On the cost disease that's hard to count
On string quartets, regulatory overkill, and the ways to stifle innovation all by accident
The concept of Baumol's cost disease holds that the cost of some services will rise even without improvements in quality because the work itself cannot be achieved more efficiently, and the people performing the work have to be incentivized to choose doing it over doing other work for which wages are rising. There are, for instance, only so many surgeries that a surgical team can perform -- the cap on productivity is relatively immobile.
■ At the extreme end of the example, there's no way to increase the productivity of a string quartet playing a piece of music with a known tempo. Three people cannot play all four parts adequately, and playing the song at twice the tempo won't enhance the experience of the audience. Despite these hard limits, musicians' wages have to rise or else they will find work doing something else -- perhaps composing music for YouTube videos.
■ There may be something even more sinister than Baumol's cost disease, though: Whereas the cost disease isn't anyone's nefarious design, there are certain occupations where people are rewarded for halting the progress of others.
■ It is generally easier to destroy than to build; look no farther than any war. Destruction can happen in a moment; reconstruction can take generations. When an economy induces too many people to become obstacles to productivity, it asks implicitly to become hamstrung and listless.
■ Lee Kuan Yew could be an autocrat, but he also knew how to make sure Singapore could grow economically, despite its meager natural resources: "Those with good minds to be scholars should also become inventors, innovators, venture capitalists, and entrepreneurs; they must bring new products and services to the market to enrich the lives of people everywhere."
■ There are disruptive forces all around, both in the public and private sectors, who are rewarded mostly for getting in the way of initiative shown by others. Americans need to be on the lookout for drift in that direction, particularly as people get their hands on the levers of regulatory and other legal powers and see opportunities to favor their own preferred outcomes. It's already easy for that kind of creep to settle in as large private firms see opportunities to squeeze out rivals not by innovation but by litigation (and contract-terms inflation).

Exercise requirements
**A)** Please say whether each statement agrees with the piece on cost disease, answering yes or no and quoting the words that decide it. (i) The cost disease comes from someone's deliberate design. (ii) Reconstruction can take generations. (iii) Singapore had plentiful natural resources.
**B)** Answer these questions from the piece on cost disease.
(i) What other work might musicians take up?
(ii) What does the piece call generally easier than building?
(iii) By what means, instead of innovation, do large private firms squeeze out rivals?

Exercise data
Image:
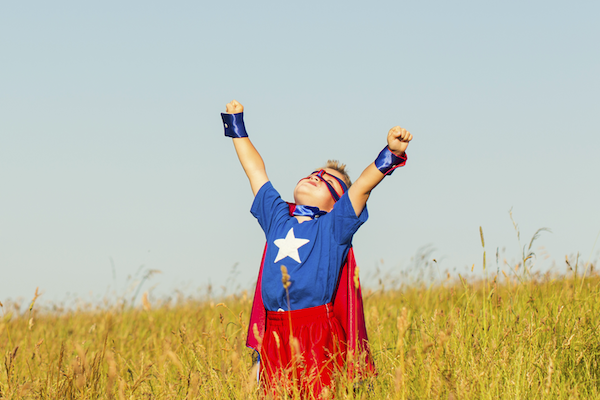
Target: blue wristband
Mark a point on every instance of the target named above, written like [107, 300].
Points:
[387, 161]
[234, 125]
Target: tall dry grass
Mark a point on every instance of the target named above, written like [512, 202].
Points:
[509, 337]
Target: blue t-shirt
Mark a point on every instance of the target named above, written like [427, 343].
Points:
[312, 251]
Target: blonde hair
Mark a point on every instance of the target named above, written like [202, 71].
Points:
[341, 168]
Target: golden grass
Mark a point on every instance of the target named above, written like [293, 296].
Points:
[514, 339]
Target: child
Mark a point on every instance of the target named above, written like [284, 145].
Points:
[307, 320]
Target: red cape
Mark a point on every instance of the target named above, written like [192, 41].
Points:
[347, 308]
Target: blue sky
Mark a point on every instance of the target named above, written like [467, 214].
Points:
[112, 151]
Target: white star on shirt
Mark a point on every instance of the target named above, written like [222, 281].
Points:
[289, 246]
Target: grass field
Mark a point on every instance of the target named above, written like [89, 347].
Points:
[510, 336]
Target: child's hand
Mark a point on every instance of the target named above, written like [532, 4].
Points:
[398, 139]
[234, 107]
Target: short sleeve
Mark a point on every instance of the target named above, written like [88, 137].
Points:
[268, 207]
[344, 221]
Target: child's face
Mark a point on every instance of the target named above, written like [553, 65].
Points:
[312, 191]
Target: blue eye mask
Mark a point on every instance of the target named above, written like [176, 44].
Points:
[334, 194]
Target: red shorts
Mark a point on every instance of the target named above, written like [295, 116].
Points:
[305, 358]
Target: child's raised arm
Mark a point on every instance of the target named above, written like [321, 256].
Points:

Answers for each item
**A)**
(i) No: "the cost disease isn't anyone's nefarious design"
(ii) Yes: "Destruction can happen in a moment; reconstruction can take generations."
(iii) No: "despite its meager natural resources"

**B)**
(i) Composing music for YouTube videos
(ii) Destroying
(iii) Litigation (and contract-terms inflation)